*GOALS*.
1 – Answer these questions using the forum thread, one answer per line:
(a) According to the reply to Alistair, how big is the difference in that writer's own case?
(b) How many neodymium magnets does the fence have in total, and what grade are they?
(c) Which two items does the final post say the fence is less expensive than buying?
2 – Extract the part of the forum thread that opens with the words containing "awesome Jerry, thanks" and closes with "of the plane.".

*PASSAGE PROVIDED*.
# # # # #

Thanks BinghamtonEd, I just looked at your projects page, they are all really cool, but the cedar chest is magnificent.


----------



## SCOTSMAN (Aug 1, 2008)

Apart from the obvious what's the difference between and old fart and a new fart?I have puzzled with this question all my adult life , and would love to find the answer, before I go of to the great fresh smelling world up yonder. Alistair


----------



## theoldfart (Sep 9, 2011)

Alistair, depends on who you ask! In my case the difference is about 45 years. 0


----------



## TheBoxWhisperer (Sep 24, 2012)

awesome Jerry, thanks for getting back to me.


----------



## Sigung (Nov 20, 2013)

RE: The Box Whisperer - You are quite welcome, I'm glad you found this useful.

I need to tell everyone that I added no less than 5 more neodymium magnets before I got the holding power I wanted, so it now has 8 Grade N-52 Neodymium magnets total.

They are 1/2" in diameter and 1/8" thick. so they really clamp the fence to the side of the plane.

I've now added the UHMW slick tape over the part of the fenced that contacts the wood.

I've now used this fence now with my vintage Stanley No. 9 1/2 block plane, and it works exceeding well with that one also.

Regarding how the fence interacts with the plane blade..I was originally going to notch out the area where the plane blade extends out of the mouth and contacts top ledge of the fence but found it unnecessary. The blade DOES contact the aluminum on the very top edge of the fence, but it just pushes the fence down the extent that the blade protrudes from the plane mouth. Since the blade extends such a minute amount, it really is a non issue.


----------



## sikrap (Mar 15, 2009)

Very clever and well executed. Its certainly a lot less expensive than going out and buying a Stanley 95 or the Lie Nielsen block plane with a fence. Well Done!!


----------

# # # # #

*DATA LINES*.
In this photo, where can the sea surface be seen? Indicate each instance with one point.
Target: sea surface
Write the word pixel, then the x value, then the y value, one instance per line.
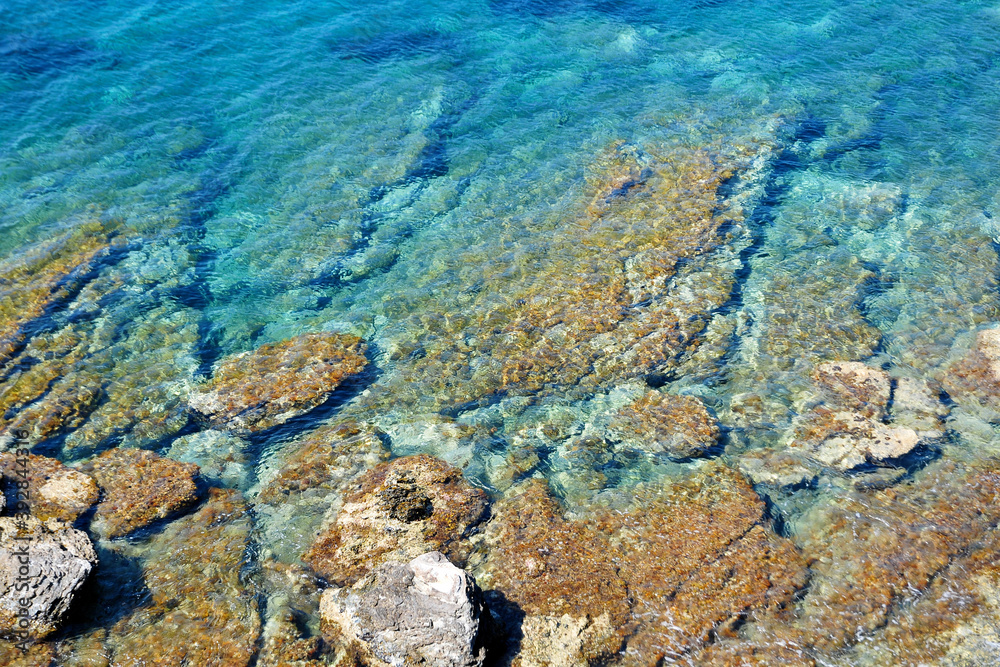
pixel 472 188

# # # # #

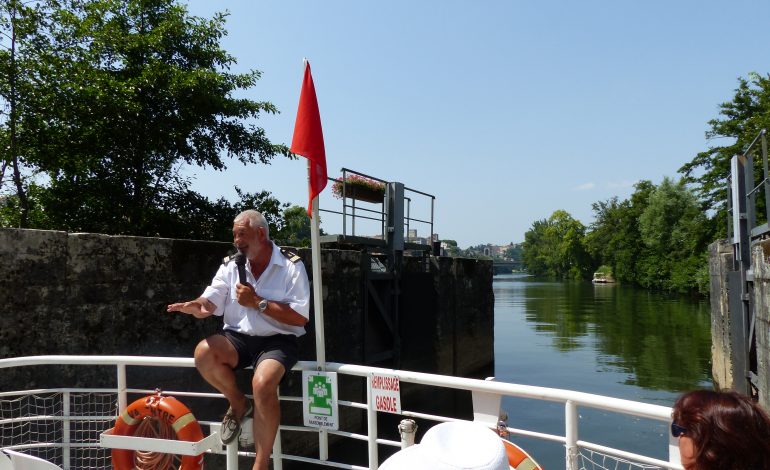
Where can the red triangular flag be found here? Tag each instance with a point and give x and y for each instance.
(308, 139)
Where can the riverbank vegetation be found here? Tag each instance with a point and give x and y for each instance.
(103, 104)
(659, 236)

# # # # #

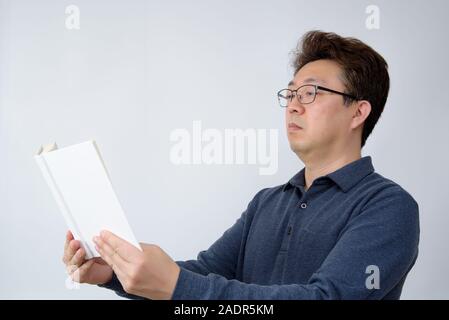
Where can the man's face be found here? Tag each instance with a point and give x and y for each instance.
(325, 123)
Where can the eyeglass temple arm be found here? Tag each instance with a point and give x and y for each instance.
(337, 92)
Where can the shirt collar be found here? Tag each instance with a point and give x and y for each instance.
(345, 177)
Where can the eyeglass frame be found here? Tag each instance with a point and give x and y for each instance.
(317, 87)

# # # # #

*SOLUTIONS BY TASK*.
1 –
(a) About 45 years.
(b) Eight magnets, Grade N-52.
(c) A Stanley 95 or the Lie Nielsen block plane with a fence.

2 –
awesome Jerry, thanks for getting back to me.


----------



## Sigung (Nov 20, 2013)

RE: The Box Whisperer - You are quite welcome, I'm glad you found this useful.

I need to tell everyone that I added no less than 5 more neodymium magnets before I got the holding power I wanted, so it now has 8 Grade N-52 Neodymium magnets total.

They are 1/2" in diameter and 1/8" thick. so they really clamp the fence to the side of the plane.